Copy each of the entries below faithfully, setting aside any pictures.
☆ ☆ ☆ ☆ ☆ ☆ ☆
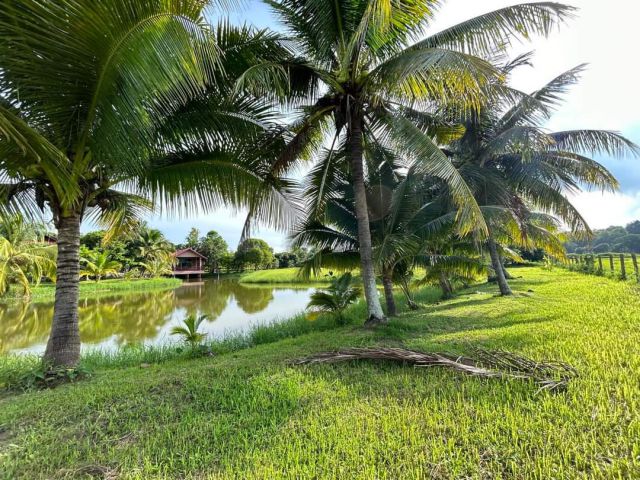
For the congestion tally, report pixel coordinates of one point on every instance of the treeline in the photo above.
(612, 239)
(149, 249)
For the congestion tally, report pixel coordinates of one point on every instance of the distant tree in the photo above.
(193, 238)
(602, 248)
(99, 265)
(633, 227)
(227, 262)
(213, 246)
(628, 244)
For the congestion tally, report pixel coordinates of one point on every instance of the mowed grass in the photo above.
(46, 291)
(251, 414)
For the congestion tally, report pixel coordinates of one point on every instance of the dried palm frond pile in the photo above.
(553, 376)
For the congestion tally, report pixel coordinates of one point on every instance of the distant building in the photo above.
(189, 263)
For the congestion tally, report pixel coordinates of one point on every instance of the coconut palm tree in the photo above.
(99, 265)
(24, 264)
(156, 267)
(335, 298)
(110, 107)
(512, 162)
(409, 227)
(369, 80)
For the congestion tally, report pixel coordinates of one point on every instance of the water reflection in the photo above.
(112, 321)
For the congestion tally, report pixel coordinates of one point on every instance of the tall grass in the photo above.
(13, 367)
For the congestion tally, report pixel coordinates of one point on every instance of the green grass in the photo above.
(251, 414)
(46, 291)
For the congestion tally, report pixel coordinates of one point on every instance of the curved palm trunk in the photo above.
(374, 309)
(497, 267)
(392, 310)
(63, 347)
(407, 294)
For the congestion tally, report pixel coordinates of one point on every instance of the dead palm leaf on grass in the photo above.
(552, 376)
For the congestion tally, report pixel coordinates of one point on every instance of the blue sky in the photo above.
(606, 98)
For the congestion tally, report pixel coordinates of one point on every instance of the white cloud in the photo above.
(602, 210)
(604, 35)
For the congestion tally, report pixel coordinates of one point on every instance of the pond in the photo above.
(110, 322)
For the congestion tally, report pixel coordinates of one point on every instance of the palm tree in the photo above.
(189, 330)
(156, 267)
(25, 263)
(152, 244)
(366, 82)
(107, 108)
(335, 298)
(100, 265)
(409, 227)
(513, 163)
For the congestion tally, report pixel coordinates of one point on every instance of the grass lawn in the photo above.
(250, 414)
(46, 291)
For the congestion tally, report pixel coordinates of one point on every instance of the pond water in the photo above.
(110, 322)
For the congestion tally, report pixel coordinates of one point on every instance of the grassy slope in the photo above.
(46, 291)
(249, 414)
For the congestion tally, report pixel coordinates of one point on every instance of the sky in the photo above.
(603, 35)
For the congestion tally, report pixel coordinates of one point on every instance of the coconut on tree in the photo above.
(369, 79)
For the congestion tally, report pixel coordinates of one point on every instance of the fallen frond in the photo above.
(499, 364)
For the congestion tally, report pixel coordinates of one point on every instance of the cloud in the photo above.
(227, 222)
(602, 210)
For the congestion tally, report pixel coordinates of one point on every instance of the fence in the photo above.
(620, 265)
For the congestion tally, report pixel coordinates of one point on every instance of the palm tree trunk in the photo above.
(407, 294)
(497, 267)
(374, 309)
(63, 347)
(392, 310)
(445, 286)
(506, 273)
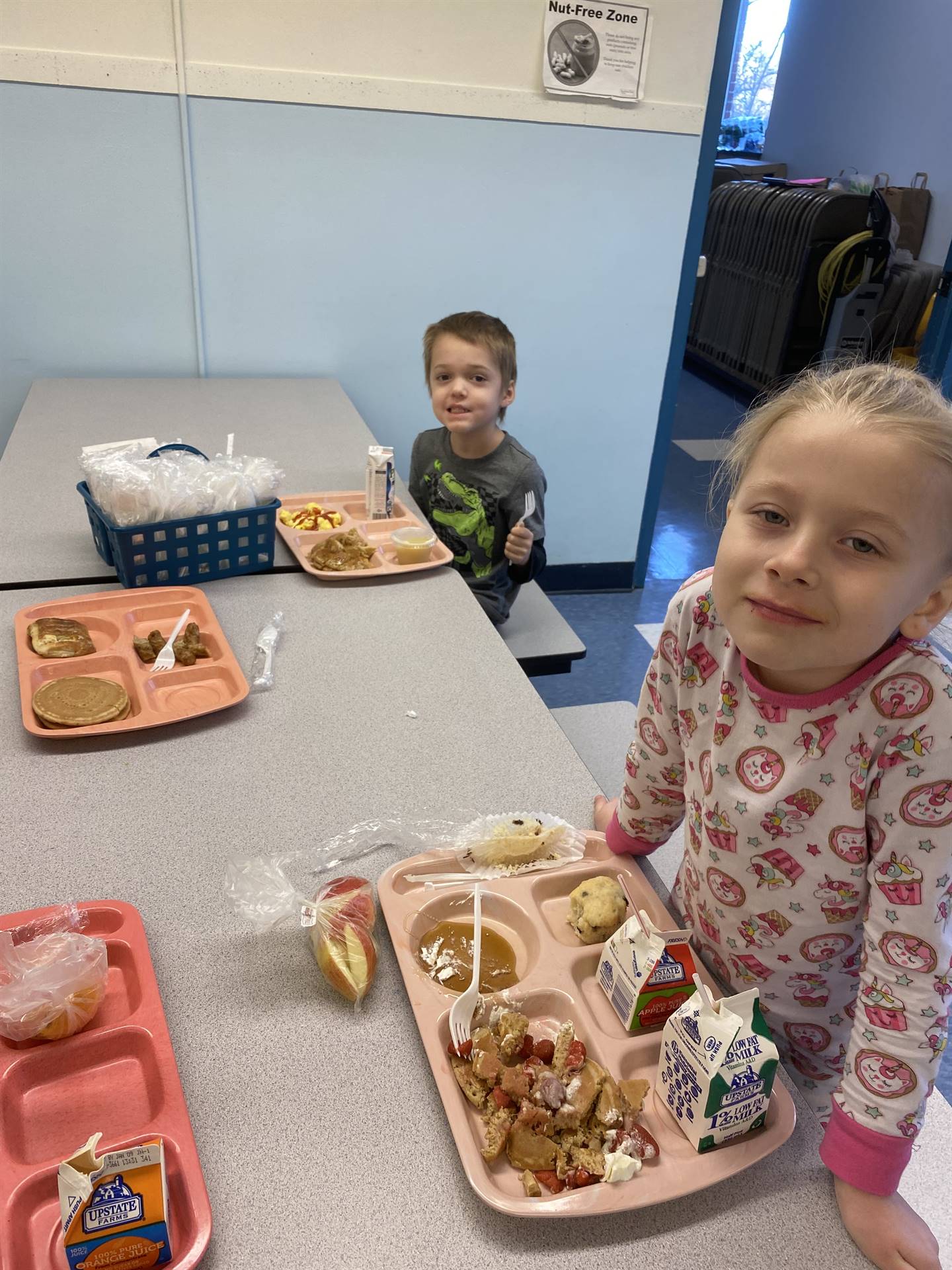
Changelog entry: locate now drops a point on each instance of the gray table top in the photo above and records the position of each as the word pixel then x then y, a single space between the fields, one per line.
☆ ☆ ☆ ☆ ☆ ☆ ☆
* _EXERCISE OUTPUT_:
For the congestion tally, report pixel coordinates of one point on every instance of the treeline in the photo above.
(612, 239)
(149, 249)
For the congestion tally, report pixel coordinates of one point on every instance of the distant tree in the photo above.
(193, 238)
(602, 248)
(99, 265)
(633, 227)
(227, 262)
(213, 246)
(628, 244)
For the congestion tally, report pixel coordinates of one point on every instance of the mowed grass in the photo above.
(46, 291)
(251, 414)
For the congestion tally, report pixel coordinates of one point on every instance of the dried palm frond pile in the photo above.
(553, 376)
For the congestion tally, report pixel coordinates of one point on every instance of the distant building in the photo above.
(189, 263)
For the congestion tally, report pixel coordinates of one point on every instance of the coconut palm tree in the photo above.
(99, 265)
(24, 264)
(156, 267)
(335, 298)
(110, 107)
(512, 162)
(409, 227)
(369, 80)
For the congestion tally, report pixel coordinates of one point on every instance of the water reflection in the photo above.
(112, 321)
For the congestion tally, report pixel coordinates of one point on every instance of the tall grass in the photo above.
(13, 367)
For the congestion tally, report pixel coordinates of one point on every instance of the green grass in the photo above.
(251, 414)
(46, 291)
For the congestion tally, report pixel coordinates of one point on every instance of the curved palm trunk in the photo above.
(374, 309)
(497, 267)
(392, 310)
(63, 347)
(407, 294)
For the congestion tally, report pixel coordinates of one point on every instance of the dead palm leaf on grass in the photo above.
(552, 376)
For the congestion tally, report pixel coordinates of one point on every instance of the blue sky in the photo above.
(606, 98)
For the congestion tally, report pixel coordinates of one point on every instance of the white cloud in the photo above.
(602, 210)
(604, 35)
For the congestion tally, report pixel coordinates of one point on every instance of the pond in the photo above.
(110, 322)
For the congestion tally, report pixel coordinates of one point on every instance of the palm tree in the photo above.
(189, 330)
(156, 267)
(25, 263)
(152, 244)
(366, 82)
(107, 108)
(335, 298)
(100, 265)
(409, 227)
(513, 163)
For the congestion tally, report pixel coordinates of one point on every instance of the grass lawn in the photo above.
(250, 414)
(46, 291)
For the congestion tally, report pixel coordinates of one point on every instance of the pond water in the photo above.
(110, 322)
For the congestion tally, report pixel coordinates of one point on every instance of the grassy slope in the photo above.
(46, 291)
(249, 414)
For the congestion tally, report pixel coordinates of one point on every instance of the sky in the photo above.
(603, 35)
For the congestion tally, report pixel coordinates of one point on every instance of the coconut on tree in the photo above.
(369, 79)
For the congestion tally, report pixel coordinates of one point on every instance of the fallen frond in the photo above.
(499, 364)
For the congestion tally, report pixel coordinates of one point on every instance of the cloud in the photo above.
(227, 222)
(602, 210)
For the congestion tally, report pixel coordinates of one point on every instance of the fence in the photo above.
(620, 265)
For the congestion tally, report pixel coordinates of one point on every instance of the palm tree trunk in the photo above.
(407, 294)
(497, 267)
(374, 309)
(63, 347)
(392, 310)
(445, 286)
(506, 273)
Changelog entry: locate now drops a point on each instance of the gray table top in the photo above and records the position of each as the word pixel then x then y, a single space between the fields, one per line.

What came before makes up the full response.